*Work to do*: Every record below should be printed exactly as given.

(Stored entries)
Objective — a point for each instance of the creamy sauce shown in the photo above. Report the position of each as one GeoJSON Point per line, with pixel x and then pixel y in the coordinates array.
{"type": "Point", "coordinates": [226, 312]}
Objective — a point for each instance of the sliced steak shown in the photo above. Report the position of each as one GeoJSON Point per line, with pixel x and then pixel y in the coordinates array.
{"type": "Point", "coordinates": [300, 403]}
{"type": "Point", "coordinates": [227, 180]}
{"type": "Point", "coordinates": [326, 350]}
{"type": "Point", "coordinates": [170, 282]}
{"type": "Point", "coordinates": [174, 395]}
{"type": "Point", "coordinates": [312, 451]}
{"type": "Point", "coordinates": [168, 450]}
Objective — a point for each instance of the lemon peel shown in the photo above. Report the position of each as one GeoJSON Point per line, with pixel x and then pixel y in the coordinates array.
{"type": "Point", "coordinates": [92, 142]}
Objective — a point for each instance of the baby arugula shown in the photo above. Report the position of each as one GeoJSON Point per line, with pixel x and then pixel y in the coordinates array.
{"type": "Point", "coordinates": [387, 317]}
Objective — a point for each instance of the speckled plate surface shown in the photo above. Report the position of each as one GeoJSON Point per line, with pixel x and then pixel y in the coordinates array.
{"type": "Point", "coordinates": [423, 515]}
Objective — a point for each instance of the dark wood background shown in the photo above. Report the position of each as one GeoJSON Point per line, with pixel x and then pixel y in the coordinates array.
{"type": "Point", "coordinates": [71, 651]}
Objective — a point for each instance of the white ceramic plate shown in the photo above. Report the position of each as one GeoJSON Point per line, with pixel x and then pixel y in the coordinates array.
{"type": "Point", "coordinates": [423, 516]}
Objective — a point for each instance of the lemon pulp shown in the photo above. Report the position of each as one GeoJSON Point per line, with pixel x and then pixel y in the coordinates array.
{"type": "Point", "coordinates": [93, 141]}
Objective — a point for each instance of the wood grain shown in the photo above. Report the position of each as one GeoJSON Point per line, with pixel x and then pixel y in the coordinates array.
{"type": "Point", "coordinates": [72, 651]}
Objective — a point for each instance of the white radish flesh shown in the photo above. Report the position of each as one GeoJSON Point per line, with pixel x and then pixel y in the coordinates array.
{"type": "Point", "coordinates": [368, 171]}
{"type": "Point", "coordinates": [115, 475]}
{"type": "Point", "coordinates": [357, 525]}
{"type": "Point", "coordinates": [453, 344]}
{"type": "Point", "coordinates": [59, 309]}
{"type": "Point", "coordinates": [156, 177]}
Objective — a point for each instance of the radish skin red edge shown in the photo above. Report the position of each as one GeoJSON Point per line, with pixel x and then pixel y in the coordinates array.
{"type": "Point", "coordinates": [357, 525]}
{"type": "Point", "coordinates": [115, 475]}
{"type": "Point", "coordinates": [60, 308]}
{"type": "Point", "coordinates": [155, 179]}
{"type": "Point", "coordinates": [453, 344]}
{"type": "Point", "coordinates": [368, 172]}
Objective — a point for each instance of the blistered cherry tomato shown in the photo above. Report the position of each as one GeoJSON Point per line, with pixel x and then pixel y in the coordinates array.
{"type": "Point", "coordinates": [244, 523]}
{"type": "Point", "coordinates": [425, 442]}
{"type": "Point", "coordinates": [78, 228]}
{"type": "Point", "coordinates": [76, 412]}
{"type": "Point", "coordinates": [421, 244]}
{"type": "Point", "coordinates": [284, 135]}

*Solution to the exercise*:
Objective — a point for each instance of the creamy sauce shown in the photo above. Report the position of each as one GeoJSON Point per line, with pixel x and then pixel y in the coordinates array.
{"type": "Point", "coordinates": [226, 312]}
Objective — a point for each instance of the sliced steak shown in the photo above. Report the position of each as one GeoJSON Point per line, with pixel x and then pixel y in the coordinates array.
{"type": "Point", "coordinates": [300, 403]}
{"type": "Point", "coordinates": [227, 180]}
{"type": "Point", "coordinates": [326, 350]}
{"type": "Point", "coordinates": [170, 282]}
{"type": "Point", "coordinates": [174, 395]}
{"type": "Point", "coordinates": [312, 451]}
{"type": "Point", "coordinates": [168, 450]}
Objective — a point for each instance of the lemon peel shown in the photo above. Report the position of each as one GeoJSON Point per line, with pixel x and then pixel y in the coordinates array.
{"type": "Point", "coordinates": [92, 142]}
Objective — a point for each instance of the baby arugula shown in the photo above. Report the position of each as one GeoJSON Point per line, with pixel x and then pixel y in the coordinates array.
{"type": "Point", "coordinates": [387, 317]}
Objective — a point for each instance of the speckled plate surface shown in the photo above. Report the position of each as one GeoJSON Point per line, with pixel x and then pixel y in the coordinates array.
{"type": "Point", "coordinates": [423, 515]}
Objective — a point for each instance of the dark wood background shown in the photo above. Report the position of each as one GeoJSON Point per line, with pixel x and then pixel y in the coordinates array.
{"type": "Point", "coordinates": [71, 651]}
Objective — a point for each instance of the white ceramic plate shown in the photo above. Report the position of each as one GeoJSON Point per line, with pixel x and then pixel y in the coordinates array.
{"type": "Point", "coordinates": [423, 516]}
Objective — a point for each instance of the lemon pulp shown in the photo above. Report the position of each as one GeoJSON Point per line, with pixel x and then pixel y in the coordinates array.
{"type": "Point", "coordinates": [93, 141]}
Objective — a point for each instance of the wood grain shown in the photo above. Report the position of each as one GeoJSON Point per line, with pixel x and then pixel y in the coordinates array.
{"type": "Point", "coordinates": [72, 651]}
Objective — a point for each instance of the white radish flesh shown in the photo above. Report the position of each as one GeoJSON Point per line, with pixel x and then pixel y in the coordinates array.
{"type": "Point", "coordinates": [368, 171]}
{"type": "Point", "coordinates": [115, 475]}
{"type": "Point", "coordinates": [357, 525]}
{"type": "Point", "coordinates": [453, 344]}
{"type": "Point", "coordinates": [59, 309]}
{"type": "Point", "coordinates": [156, 177]}
Objective — a point for each instance of the radish skin red edge shown in the photo above. Report the position of each as one GeoJSON Point per line, with pixel x and then pixel y in the coordinates array.
{"type": "Point", "coordinates": [357, 525]}
{"type": "Point", "coordinates": [115, 475]}
{"type": "Point", "coordinates": [60, 308]}
{"type": "Point", "coordinates": [155, 179]}
{"type": "Point", "coordinates": [453, 344]}
{"type": "Point", "coordinates": [368, 172]}
Objective — a point for each instance of the blistered cherry tomato shown in the photo above. Report the position of each as one GeoJSON Point per line, with pixel x and then pixel y in the coordinates array.
{"type": "Point", "coordinates": [244, 523]}
{"type": "Point", "coordinates": [425, 442]}
{"type": "Point", "coordinates": [78, 228]}
{"type": "Point", "coordinates": [76, 412]}
{"type": "Point", "coordinates": [421, 244]}
{"type": "Point", "coordinates": [284, 135]}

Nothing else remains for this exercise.